*WHAT YOU NEED TO DO*. Put the entries below into a two-column CSV with the columns "prompt" and "points". Use one row for each entry, with its text and its answer each in one quoted field and line breaks replaced by spaces, and leave out the pictures.

GIVEN ENTRIES start

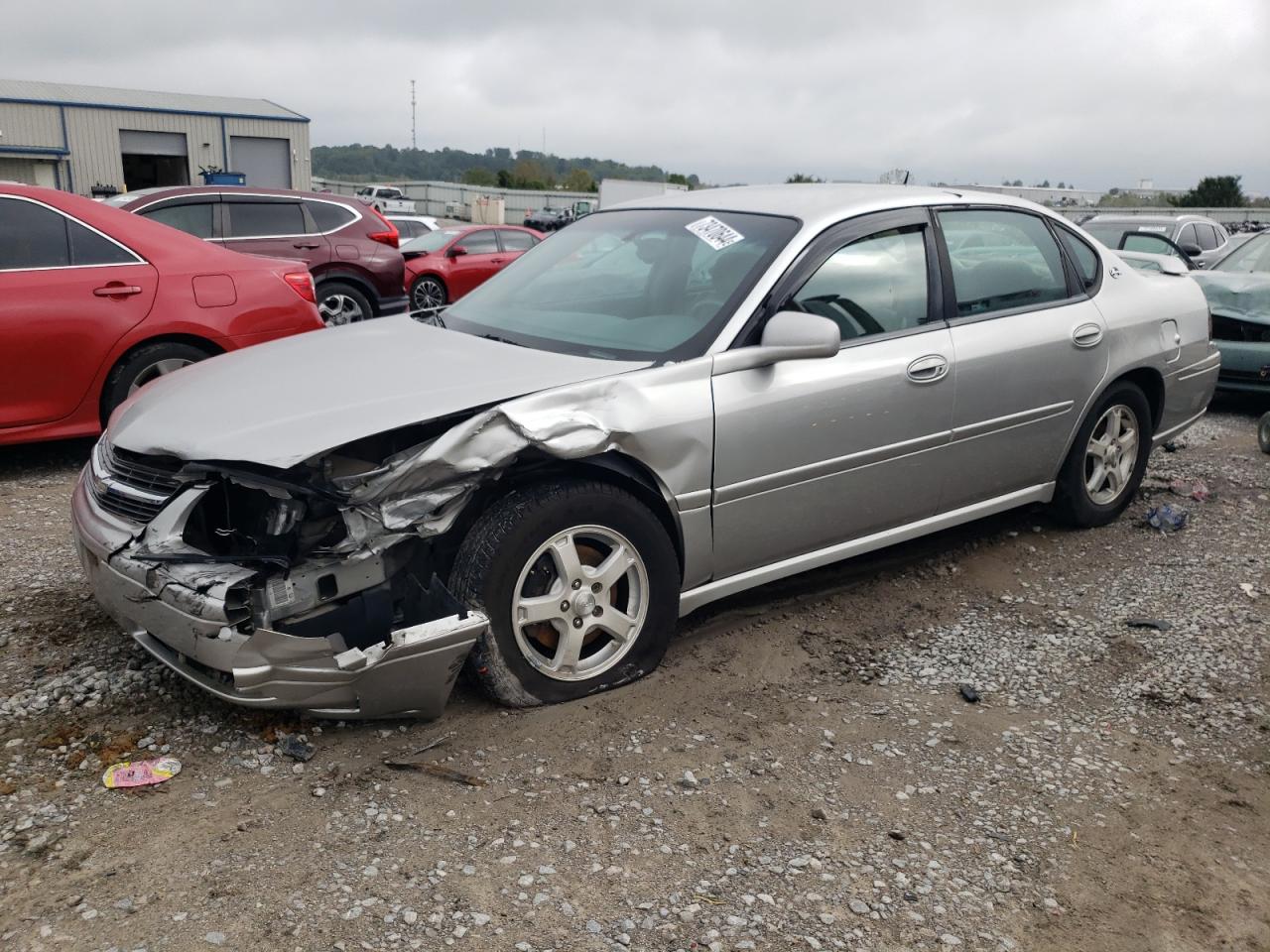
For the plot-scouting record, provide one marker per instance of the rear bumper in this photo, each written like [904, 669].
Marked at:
[1245, 366]
[193, 617]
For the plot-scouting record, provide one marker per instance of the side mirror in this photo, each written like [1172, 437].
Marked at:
[789, 335]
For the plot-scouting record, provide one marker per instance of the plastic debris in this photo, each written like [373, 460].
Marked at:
[1198, 492]
[291, 746]
[1148, 624]
[1166, 518]
[140, 774]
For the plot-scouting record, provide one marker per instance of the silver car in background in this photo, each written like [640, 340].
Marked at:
[1203, 240]
[665, 404]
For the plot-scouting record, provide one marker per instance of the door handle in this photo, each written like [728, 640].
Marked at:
[117, 290]
[1087, 335]
[928, 370]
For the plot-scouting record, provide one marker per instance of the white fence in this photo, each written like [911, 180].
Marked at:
[447, 199]
[1227, 216]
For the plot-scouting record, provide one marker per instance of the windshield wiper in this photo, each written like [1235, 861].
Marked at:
[500, 340]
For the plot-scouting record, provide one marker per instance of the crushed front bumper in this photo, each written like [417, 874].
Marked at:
[190, 617]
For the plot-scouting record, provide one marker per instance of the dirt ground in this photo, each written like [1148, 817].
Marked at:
[804, 772]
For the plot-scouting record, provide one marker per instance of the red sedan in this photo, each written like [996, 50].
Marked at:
[444, 266]
[95, 302]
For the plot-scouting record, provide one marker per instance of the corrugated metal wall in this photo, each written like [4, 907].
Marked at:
[447, 199]
[30, 126]
[93, 139]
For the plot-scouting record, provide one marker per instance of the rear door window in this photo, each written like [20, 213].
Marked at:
[264, 218]
[876, 285]
[1001, 261]
[193, 218]
[32, 236]
[517, 240]
[480, 243]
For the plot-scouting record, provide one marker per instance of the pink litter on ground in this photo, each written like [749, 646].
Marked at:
[140, 774]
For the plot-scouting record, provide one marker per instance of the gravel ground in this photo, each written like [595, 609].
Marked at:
[804, 772]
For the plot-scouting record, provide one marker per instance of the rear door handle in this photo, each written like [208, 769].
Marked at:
[1087, 335]
[928, 370]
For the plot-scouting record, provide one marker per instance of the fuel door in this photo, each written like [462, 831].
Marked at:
[1170, 340]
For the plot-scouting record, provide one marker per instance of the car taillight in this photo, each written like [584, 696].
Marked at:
[385, 238]
[303, 284]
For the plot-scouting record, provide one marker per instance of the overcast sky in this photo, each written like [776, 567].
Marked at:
[1098, 93]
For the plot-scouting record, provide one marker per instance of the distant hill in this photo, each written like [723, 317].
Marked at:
[500, 167]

GIVEN ENTRIES end

*THE OUTPUT*.
prompt,points
"For the plot-scouting record, provide one marker per instance of the rear bumper in this photo, each written like [904, 669]. Marked at:","[1245, 366] [193, 617]"
"For the plot-scouting record, provide one marker per instance of the side mirror in this photo, each written like [1172, 437]. Marked at:","[789, 335]"
"For the plot-scouting record, provide one marker per instance of the plastic debris in this photo, each written like [373, 460]. Marked at:","[1198, 492] [291, 746] [1148, 624] [1166, 518] [140, 774]"
"For the plot-scouting record, provide one marker per instance of the silver car in background in this photo, each written like [640, 340]. Marked at:","[1203, 240] [665, 404]"
"For the plot-scouting record, provide one marker per instance of the door handle in this photo, each written like [728, 640]. Marked at:","[117, 290] [1087, 335] [928, 370]"
"For the plot-scouting record, provide one marker per instance of the white fence in this photo, each written like [911, 180]. Marked at:","[447, 199] [1227, 216]"
"For the plot-scouting record, provide one marker per instance of the windshield wiper in this photo, each written like [1235, 861]. Marked at:","[500, 340]"
"For the plot-scouting record, provide one marker per instance of the crushed front bumper in this photo, each written like [417, 874]. Marked at:","[190, 617]"
"For the plot-scouting record, provide one marker per instance of the dirt ground in this photo, each written like [1148, 817]. Marked at:","[804, 772]"
"For the plot-scouting record, provide one marker per instance of the red sedan in this photo, each written like [996, 50]. Marked at:","[444, 266] [95, 302]"
"For the plot-scouting record, provide one marker per instance of the corrugated metal wall in this photo, each written like [4, 907]. Marked at:","[447, 199] [30, 126] [93, 139]"
"For the plot-scouting record, provide one marker per instance of the rear door window in this photo, each written like [20, 213]. Marked at:","[264, 218] [876, 285] [1001, 261] [193, 218] [32, 236] [517, 240] [480, 243]"
"For the plot-scouting record, provide one marker per instance of the pink litter on ground in this photo, each written like [749, 646]. Marked at:","[140, 774]"
"For the plot-scouting record, provide one marker per instance of the gravel ground in this photo, each written like [595, 609]. Marked at:","[804, 772]"
"For the plot-scouting record, provide one marker per instance of the rear door handle in this photo, each written like [208, 769]. Marked at:","[1087, 335] [928, 370]"
"For the plot-scouting record, provide one marker per instance of the fuel door in this photo, each written like [462, 831]. Marked at:","[1170, 340]"
"For the plot-scouting record, provide one marker per instance of the car taillight in this photo, each written like [584, 696]. Marked at:","[385, 238] [303, 284]"
"For the plot-scouting record, provide one marker per instance of the overcast sky in this photo, each written like [776, 567]. Marked at:","[1098, 93]"
"For the plot-scouting record, provide one marker per instance of the distant hill in this photo, each written like [723, 317]. Marked at:","[500, 167]"